* _Stored records_
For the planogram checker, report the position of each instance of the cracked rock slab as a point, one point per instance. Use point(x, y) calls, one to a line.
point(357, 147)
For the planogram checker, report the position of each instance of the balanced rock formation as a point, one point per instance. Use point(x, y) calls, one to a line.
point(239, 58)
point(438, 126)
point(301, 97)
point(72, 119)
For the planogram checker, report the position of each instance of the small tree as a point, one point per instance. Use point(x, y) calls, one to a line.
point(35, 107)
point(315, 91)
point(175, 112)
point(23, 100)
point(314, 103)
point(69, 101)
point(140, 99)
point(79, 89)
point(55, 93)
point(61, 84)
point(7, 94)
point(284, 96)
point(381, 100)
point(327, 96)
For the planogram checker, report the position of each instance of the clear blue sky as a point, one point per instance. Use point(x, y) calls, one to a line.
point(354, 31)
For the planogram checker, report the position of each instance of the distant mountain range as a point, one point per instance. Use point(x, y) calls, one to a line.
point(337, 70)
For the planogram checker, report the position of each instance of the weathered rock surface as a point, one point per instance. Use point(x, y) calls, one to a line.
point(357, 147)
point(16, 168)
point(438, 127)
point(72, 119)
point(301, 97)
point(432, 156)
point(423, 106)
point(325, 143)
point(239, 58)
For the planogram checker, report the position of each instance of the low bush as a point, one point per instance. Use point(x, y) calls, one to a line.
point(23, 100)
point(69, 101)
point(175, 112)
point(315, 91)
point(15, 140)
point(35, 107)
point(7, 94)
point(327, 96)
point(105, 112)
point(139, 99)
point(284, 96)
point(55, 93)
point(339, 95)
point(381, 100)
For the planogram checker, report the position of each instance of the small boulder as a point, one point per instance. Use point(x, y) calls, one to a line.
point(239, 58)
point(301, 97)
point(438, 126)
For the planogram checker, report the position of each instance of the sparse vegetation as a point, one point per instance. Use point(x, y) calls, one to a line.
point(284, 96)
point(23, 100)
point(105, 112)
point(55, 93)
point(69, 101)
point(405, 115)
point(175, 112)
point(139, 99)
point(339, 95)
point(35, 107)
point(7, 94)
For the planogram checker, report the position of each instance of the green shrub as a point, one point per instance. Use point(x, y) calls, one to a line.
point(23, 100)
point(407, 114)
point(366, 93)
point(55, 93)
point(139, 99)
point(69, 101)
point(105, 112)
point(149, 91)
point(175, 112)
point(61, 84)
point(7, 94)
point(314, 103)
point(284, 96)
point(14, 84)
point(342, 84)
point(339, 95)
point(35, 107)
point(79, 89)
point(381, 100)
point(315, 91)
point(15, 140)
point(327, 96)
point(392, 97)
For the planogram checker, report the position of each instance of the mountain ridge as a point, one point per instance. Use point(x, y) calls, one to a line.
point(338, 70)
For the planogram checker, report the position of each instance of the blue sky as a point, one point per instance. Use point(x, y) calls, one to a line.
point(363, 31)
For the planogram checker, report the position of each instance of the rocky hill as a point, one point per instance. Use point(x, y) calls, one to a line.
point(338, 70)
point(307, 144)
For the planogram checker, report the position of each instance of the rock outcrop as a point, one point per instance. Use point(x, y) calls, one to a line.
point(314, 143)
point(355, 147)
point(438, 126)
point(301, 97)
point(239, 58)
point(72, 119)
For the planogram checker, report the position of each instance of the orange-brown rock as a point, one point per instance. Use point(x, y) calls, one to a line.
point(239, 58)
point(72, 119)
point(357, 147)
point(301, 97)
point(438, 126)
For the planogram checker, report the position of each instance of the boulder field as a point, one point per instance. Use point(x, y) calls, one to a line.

* _Instruction_
All of the data above should be transcribed exactly.

* _Answer to this exercise_
For the planogram checker, report the position of each instance of the cracked rock slab as a point, one point per instance. Use point(x, y) calls, one to a line.
point(357, 147)
For the planogram checker, report the position of each instance of the balanced rock formation as a point, one point per instance. Use point(x, y) calls, one to a line.
point(239, 58)
point(438, 126)
point(301, 97)
point(72, 119)
For the planogram checker, report the position of each instance of the small tree as a point, one point per instance. Use point(x, y) calls, one to a line.
point(35, 107)
point(315, 91)
point(175, 112)
point(23, 100)
point(314, 103)
point(69, 101)
point(140, 99)
point(79, 89)
point(55, 93)
point(61, 84)
point(7, 94)
point(284, 96)
point(381, 100)
point(327, 96)
For the planogram checker, report the position of each instance of the clear blue sky as a point, one point per instance. Use point(x, y) calls, one to a line.
point(354, 31)
For the planogram checker, report the position of each instance of the distant mountain range as a point, one point per instance. Use point(x, y) calls, one to a line.
point(337, 70)
For the planogram checker, report the position of each instance of the weathered rock surface as a point, one point per instance. Use point(x, y) calls, one to a line.
point(357, 147)
point(16, 168)
point(438, 127)
point(72, 119)
point(301, 97)
point(432, 156)
point(423, 106)
point(325, 143)
point(239, 58)
For the planogram checker, report the position of each instance of the low bush as a point, one point per instance. Use point(x, y) calls, one to a line.
point(23, 100)
point(69, 101)
point(175, 112)
point(315, 91)
point(15, 140)
point(35, 107)
point(7, 94)
point(327, 96)
point(105, 112)
point(139, 99)
point(284, 96)
point(55, 93)
point(339, 95)
point(381, 100)
For the planogram checker, report the position of each instance of the small boulder as a point, one point per instance. Use point(x, y) calls, one to a line.
point(239, 58)
point(301, 97)
point(438, 126)
For the planogram checker, report the position of each instance of the sparse vegetation as a point, one point per instance. Use point(x, y) calls, one to a line.
point(284, 96)
point(23, 100)
point(105, 112)
point(55, 93)
point(69, 101)
point(405, 115)
point(175, 112)
point(139, 99)
point(339, 95)
point(35, 107)
point(7, 94)
For the planogram checker, report the position of each instance of the green shrub as a point, one point per instance. Use point(x, y) calls, one to a line.
point(23, 100)
point(407, 114)
point(366, 93)
point(55, 93)
point(139, 99)
point(69, 101)
point(105, 112)
point(149, 91)
point(175, 112)
point(61, 84)
point(7, 94)
point(314, 103)
point(284, 96)
point(14, 84)
point(342, 84)
point(339, 95)
point(35, 107)
point(79, 89)
point(381, 100)
point(315, 91)
point(15, 140)
point(327, 96)
point(392, 97)
For the planogram checker, report the position of each instance of the mountain ridge as a point, one point per instance. Use point(x, y) calls, one to a line.
point(338, 70)
For the planogram checker, report the position of each instance of the blue sky as a point, one point per instance. Use point(x, y) calls, one to a line.
point(363, 31)
For the planogram checker, report the position of each instance of the rocky hill as a point, one point per instance. Use point(x, y) calls, one to a line.
point(338, 70)
point(307, 144)
For the planogram checker, report the position of each instance of the rock outcrop as a point, one point per instance. Use point(x, y) calls, one to a line.
point(314, 143)
point(355, 147)
point(438, 126)
point(301, 97)
point(239, 58)
point(72, 119)
For the planogram checker, report the position of each instance of the orange-brown rock as a point, one point per instance. Use point(x, y) calls, one to a line.
point(239, 58)
point(72, 119)
point(357, 147)
point(301, 97)
point(438, 126)
For the planogram checker, report the position of each instance of the boulder field as a point, one point per instance. Use point(x, y) calls, one to a line.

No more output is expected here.